**Problem statement**
What is needed here is an exact reprint of every record below.

··· Source records ···

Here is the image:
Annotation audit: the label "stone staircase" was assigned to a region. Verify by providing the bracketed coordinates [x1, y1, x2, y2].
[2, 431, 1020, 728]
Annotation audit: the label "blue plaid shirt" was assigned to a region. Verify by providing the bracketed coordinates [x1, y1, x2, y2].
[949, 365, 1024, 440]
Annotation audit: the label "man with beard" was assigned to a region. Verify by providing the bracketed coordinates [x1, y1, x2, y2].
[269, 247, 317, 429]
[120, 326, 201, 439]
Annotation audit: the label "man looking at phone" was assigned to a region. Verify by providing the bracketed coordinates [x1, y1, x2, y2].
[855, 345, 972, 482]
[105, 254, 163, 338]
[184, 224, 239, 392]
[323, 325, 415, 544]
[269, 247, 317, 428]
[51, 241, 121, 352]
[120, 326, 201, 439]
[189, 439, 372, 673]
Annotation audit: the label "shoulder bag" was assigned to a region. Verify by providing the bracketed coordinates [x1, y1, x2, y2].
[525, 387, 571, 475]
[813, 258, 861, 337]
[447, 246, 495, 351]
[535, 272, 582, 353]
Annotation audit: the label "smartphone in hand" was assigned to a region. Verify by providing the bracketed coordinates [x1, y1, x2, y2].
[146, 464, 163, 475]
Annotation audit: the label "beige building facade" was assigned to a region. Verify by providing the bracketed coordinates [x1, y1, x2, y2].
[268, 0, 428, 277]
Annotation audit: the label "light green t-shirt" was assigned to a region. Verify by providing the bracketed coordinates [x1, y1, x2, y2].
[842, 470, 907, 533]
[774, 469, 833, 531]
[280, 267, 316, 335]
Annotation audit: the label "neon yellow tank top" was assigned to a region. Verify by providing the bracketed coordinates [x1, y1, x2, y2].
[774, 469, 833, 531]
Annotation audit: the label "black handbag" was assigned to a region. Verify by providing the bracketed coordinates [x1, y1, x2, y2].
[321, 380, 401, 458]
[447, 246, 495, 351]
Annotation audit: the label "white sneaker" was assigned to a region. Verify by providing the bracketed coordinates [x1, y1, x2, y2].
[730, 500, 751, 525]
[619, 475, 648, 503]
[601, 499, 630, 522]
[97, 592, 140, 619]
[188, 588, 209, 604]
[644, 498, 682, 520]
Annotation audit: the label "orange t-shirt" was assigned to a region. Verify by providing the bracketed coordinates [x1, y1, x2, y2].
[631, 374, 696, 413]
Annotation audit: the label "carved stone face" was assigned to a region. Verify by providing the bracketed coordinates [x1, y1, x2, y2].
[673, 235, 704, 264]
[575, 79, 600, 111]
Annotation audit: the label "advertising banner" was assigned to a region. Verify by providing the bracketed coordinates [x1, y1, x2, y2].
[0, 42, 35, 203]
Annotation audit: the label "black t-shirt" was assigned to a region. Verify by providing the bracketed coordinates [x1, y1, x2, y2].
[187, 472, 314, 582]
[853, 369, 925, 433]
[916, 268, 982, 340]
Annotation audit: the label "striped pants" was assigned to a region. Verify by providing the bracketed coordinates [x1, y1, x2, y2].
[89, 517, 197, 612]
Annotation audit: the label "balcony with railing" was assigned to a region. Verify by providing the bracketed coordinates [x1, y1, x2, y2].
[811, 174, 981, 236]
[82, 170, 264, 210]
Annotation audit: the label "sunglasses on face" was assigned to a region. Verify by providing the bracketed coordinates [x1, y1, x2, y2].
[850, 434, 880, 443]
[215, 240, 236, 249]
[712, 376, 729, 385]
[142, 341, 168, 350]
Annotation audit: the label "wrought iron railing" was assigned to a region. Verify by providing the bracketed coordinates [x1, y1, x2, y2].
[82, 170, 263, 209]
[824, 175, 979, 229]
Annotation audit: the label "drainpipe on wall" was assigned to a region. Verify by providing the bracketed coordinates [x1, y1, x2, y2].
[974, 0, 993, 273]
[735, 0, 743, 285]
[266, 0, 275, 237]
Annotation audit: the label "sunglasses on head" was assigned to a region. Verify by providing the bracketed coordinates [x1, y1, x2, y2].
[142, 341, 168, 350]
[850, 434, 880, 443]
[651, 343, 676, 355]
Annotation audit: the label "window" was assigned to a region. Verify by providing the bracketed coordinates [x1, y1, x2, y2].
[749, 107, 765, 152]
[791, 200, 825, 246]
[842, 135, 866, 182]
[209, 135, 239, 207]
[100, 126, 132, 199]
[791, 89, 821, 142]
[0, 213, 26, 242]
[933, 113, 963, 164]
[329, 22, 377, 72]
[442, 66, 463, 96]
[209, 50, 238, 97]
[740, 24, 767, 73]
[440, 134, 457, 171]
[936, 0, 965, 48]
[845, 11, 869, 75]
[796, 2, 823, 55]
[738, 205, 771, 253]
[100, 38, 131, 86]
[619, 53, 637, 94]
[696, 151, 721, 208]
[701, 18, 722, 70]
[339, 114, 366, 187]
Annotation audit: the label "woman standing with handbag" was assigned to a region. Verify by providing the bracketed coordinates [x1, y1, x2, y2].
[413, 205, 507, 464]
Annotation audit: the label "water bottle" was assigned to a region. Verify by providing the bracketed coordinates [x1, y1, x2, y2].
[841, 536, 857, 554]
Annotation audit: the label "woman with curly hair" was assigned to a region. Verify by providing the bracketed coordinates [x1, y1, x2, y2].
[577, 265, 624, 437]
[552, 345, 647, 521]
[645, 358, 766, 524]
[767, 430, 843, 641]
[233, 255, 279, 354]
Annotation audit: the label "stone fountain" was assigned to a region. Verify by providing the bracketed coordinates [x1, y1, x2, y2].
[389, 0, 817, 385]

···

**Result**
Here is the image:
Annotation audit: the label "stone staircase" was assigned to a region. Verify by providing the bracketed coordinates [x1, y1, x2, y2].
[2, 431, 1020, 728]
Annotation audit: the label "blue plaid shirt" was assigned to a region. Verify by providing the bracketed coordinates [x1, y1, x2, y2].
[949, 365, 1024, 440]
Annotation audit: the label "man with beard" was assigned to a region. Verify by providing the bracketed coordinates [x1, y1, x2, y2].
[269, 247, 317, 429]
[120, 326, 201, 439]
Annotation audit: the label "man looking at phone" was assigned to a region. Verify by providing the bracketed coordinates [x1, y1, x2, y2].
[855, 345, 972, 482]
[105, 254, 163, 338]
[184, 224, 239, 392]
[323, 325, 415, 544]
[269, 247, 317, 428]
[51, 241, 121, 352]
[120, 326, 201, 439]
[189, 439, 372, 673]
Annotation audit: the label "shoulder bag" was assigned to a region. Verify by providing the bracketed coordinates [x1, y1, x2, y2].
[525, 387, 571, 475]
[813, 258, 861, 337]
[447, 246, 495, 351]
[535, 272, 582, 353]
Annotation audit: the label "smartphone in hand" was assigned to a region. Verify by providing the bracketed coordinates [x1, y1, x2, y2].
[146, 464, 163, 475]
Annotation audit: the label "beige building facade" was assigned to a region. Verify by providing the bracketed coordinates [x1, y1, x2, y2].
[268, 0, 428, 277]
Annotation audit: the label "light green t-shirt" was assigned to a region. Verify by providing the bracketed coordinates [x1, y1, x2, y2].
[842, 470, 907, 533]
[774, 469, 833, 531]
[280, 267, 316, 335]
Annotation audit: the label "neon yellow tank top" was assigned to a region. Verify by providing the bracketed coordinates [x1, y1, x2, y2].
[774, 469, 833, 531]
Annotation audit: the label "black handbag" was assigned to a region. Verify by providing the bracketed coordinates [x1, y1, x2, y2].
[321, 380, 401, 458]
[447, 246, 495, 351]
Annotation audit: the label "white sneaker" was assigned to a region. Verify by providing the bracketed coordinates [x1, y1, x2, y2].
[730, 500, 751, 525]
[619, 475, 648, 503]
[601, 499, 630, 522]
[97, 592, 140, 619]
[188, 588, 209, 604]
[644, 498, 682, 520]
Annotation audit: the label "orange t-shirt" was assigned to a region. Verify by providing the bracketed coordinates [x1, y1, x2, y2].
[631, 374, 696, 413]
Annotation audit: the label "carved stone face" was assigned to a region. Verify by providing the bracketed coordinates [x1, y1, x2, y2].
[673, 235, 704, 264]
[575, 79, 600, 111]
Annotation audit: the label "advertising banner" was assigned to a region. Verify by providing the bracketed coordinates [x1, y1, x2, y2].
[0, 42, 35, 203]
Annotation audit: the label "black t-shirt" was assigned to a region. Verify by providing the bracketed coordinates [x1, y1, x2, y2].
[187, 472, 314, 582]
[853, 369, 925, 433]
[916, 268, 982, 340]
Annotation audit: the label "striped pants" was assigned to a region. Verify by providing the bracketed coordinates [x1, y1, x2, y2].
[89, 517, 197, 612]
Annotation audit: the label "balcony with railing" was assigned to a region. Verify by providing the bracketed coordinates [x1, y1, x2, y2].
[811, 174, 981, 236]
[82, 170, 264, 210]
Annotation audit: the label "sunglasses on face" was assigned to a region. Verify by providing the bracketed coordinates [x1, y1, x2, y2].
[850, 434, 880, 443]
[215, 240, 236, 249]
[712, 376, 729, 385]
[142, 341, 168, 350]
Annotation audit: the label "wrought iron railing" was assigned to a region. Verify by providing the bracketed coordinates [x1, y1, x2, y2].
[82, 170, 263, 209]
[824, 175, 979, 229]
Annotation audit: the label "drainpipe on wall" was assigned to a region. Verify by providing the bracketed coordinates [x1, y1, x2, y2].
[974, 0, 993, 273]
[735, 0, 743, 285]
[266, 0, 275, 237]
Annotation audit: the label "sunglasses on head" was assigned to a region. Verify by providing the bracketed coordinates [x1, y1, x2, y2].
[142, 341, 168, 350]
[850, 434, 880, 443]
[651, 343, 676, 355]
Annotation audit: the label "window" was assigned to a region. Verify by providing the bracketed coordinates [x1, y1, x2, y2].
[749, 107, 765, 152]
[791, 200, 825, 246]
[842, 135, 866, 182]
[209, 135, 239, 207]
[100, 126, 132, 199]
[791, 89, 821, 142]
[0, 213, 26, 242]
[933, 113, 963, 164]
[329, 22, 377, 72]
[442, 66, 463, 96]
[209, 50, 238, 97]
[740, 24, 767, 73]
[440, 134, 457, 171]
[936, 0, 965, 48]
[845, 11, 869, 75]
[796, 2, 823, 55]
[738, 205, 771, 253]
[100, 38, 131, 86]
[619, 53, 637, 94]
[696, 151, 721, 208]
[701, 18, 722, 70]
[339, 114, 366, 187]
Annotation audit: the label "woman standing with handbag" was assigned to a region. Verify by providing the bracketed coordinates [x1, y1, x2, y2].
[413, 205, 507, 464]
Annotation audit: the label "water bottle" was assigned to a region. Verify by providing the bracketed coordinates [x1, y1, x2, y2].
[841, 536, 857, 554]
Annotation audit: the label "woman with curly hair" was assigned to a region. Verify by providing the bracketed coordinates [x1, y1, x2, y2].
[577, 265, 624, 437]
[552, 345, 647, 521]
[645, 358, 766, 524]
[767, 430, 843, 641]
[233, 255, 279, 354]
Annotation audit: the label "stone fountain" was assigned to a region. Verify by providing the bracketed coordinates [x1, y1, x2, y2].
[389, 0, 817, 385]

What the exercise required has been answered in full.